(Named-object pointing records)
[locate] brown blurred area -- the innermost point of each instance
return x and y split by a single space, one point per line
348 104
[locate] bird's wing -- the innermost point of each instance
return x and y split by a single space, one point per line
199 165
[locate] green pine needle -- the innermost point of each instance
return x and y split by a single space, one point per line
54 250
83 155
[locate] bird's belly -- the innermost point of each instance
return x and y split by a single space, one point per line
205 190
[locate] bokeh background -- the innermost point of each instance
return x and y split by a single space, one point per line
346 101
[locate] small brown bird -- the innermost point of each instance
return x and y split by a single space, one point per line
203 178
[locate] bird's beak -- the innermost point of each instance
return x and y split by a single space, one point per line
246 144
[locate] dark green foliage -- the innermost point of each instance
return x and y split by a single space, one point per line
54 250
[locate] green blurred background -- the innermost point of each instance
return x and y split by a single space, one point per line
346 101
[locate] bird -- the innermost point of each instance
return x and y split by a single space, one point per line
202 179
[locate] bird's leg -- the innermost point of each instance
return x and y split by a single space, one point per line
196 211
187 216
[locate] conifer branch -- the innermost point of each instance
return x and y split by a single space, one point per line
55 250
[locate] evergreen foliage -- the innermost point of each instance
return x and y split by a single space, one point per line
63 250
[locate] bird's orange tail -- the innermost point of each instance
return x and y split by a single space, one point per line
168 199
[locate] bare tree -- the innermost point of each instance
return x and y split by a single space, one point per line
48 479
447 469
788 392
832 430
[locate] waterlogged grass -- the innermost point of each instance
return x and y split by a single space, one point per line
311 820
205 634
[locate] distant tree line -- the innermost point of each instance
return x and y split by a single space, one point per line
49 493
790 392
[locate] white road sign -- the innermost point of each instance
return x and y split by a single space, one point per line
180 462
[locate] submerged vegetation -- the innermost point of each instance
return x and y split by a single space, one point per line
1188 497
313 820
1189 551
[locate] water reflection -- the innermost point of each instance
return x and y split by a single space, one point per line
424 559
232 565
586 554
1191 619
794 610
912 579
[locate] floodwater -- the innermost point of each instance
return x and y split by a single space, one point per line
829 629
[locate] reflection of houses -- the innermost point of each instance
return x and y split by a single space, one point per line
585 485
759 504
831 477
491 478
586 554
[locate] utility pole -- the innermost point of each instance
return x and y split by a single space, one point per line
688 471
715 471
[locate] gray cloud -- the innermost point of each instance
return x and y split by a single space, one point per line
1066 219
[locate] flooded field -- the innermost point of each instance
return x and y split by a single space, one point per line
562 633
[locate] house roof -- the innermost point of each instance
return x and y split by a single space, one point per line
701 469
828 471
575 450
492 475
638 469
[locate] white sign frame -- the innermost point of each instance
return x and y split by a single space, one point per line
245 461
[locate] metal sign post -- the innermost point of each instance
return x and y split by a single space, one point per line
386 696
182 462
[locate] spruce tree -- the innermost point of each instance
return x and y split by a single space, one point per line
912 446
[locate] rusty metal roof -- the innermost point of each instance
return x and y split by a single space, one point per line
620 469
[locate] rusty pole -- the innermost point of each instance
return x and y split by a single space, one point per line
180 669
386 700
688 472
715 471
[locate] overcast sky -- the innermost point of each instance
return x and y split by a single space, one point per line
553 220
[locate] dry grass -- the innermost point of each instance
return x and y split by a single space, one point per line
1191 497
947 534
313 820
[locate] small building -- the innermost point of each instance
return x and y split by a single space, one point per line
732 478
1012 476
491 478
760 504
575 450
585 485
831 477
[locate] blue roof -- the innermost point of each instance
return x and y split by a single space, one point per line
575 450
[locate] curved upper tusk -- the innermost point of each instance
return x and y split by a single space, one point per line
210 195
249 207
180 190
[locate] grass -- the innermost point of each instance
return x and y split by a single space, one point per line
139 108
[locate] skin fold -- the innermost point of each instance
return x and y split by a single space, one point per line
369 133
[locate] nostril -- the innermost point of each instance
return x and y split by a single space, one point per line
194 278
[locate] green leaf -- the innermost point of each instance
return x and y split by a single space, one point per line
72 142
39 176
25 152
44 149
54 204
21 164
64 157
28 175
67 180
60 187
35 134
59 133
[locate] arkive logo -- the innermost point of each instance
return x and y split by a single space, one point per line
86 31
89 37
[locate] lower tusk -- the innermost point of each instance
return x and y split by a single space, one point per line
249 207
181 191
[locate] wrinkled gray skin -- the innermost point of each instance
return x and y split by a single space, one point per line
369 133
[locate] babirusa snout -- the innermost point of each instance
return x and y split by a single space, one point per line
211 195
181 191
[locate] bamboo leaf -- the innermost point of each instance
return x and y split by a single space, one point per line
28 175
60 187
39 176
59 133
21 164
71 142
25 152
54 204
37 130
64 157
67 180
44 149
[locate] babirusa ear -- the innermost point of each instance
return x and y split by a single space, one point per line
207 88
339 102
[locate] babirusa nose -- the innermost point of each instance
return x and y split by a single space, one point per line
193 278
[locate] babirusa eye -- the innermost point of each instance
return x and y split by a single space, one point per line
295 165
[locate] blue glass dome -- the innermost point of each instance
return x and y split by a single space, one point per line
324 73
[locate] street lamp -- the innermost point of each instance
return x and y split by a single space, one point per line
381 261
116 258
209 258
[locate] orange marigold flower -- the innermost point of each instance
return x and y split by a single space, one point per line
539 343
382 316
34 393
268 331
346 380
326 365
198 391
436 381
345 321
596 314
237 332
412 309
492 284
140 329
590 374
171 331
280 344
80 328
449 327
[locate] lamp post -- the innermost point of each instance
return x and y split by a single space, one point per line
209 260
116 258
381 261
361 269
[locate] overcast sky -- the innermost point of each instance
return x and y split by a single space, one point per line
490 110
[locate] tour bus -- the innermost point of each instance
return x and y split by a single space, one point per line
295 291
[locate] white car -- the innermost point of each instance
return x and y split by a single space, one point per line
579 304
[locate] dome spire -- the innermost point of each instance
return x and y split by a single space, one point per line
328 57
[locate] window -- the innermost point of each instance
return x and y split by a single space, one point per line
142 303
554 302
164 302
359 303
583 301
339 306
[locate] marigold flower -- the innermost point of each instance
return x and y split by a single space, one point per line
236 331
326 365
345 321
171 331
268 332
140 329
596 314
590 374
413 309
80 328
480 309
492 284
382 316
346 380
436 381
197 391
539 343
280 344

Short task: Copy everything from the line containing "[locate] tour bus" down to the end of the records, requests included, and scale each x and y coordinate in the answers by 2.3, rounding to whole numbers with halves going up. Give only those lines.

Worked answer:
[locate] tour bus -- the innermost point of each instance
return x and y split by a single space, one point per line
679 669
[locate] white car -- the innermost point of each instance
return x and y split by a single space, one point per line
1332 699
[locate] dome spire -- the innermost point of each instance
return x and y split by a single space, one point per line
754 131
[locate] window -- the innermost point of each instance
return x and y split by a single space, one point per line
327 697
1274 695
377 695
826 697
1341 692
780 704
[locate] marigold flower -- the innermost point of each instance
return x and y split by a single space, one point per line
543 761
750 840
794 738
393 761
616 764
322 757
1371 722
1357 860
950 711
184 754
1104 711
1132 653
879 727
796 874
1003 876
453 899
1240 789
644 791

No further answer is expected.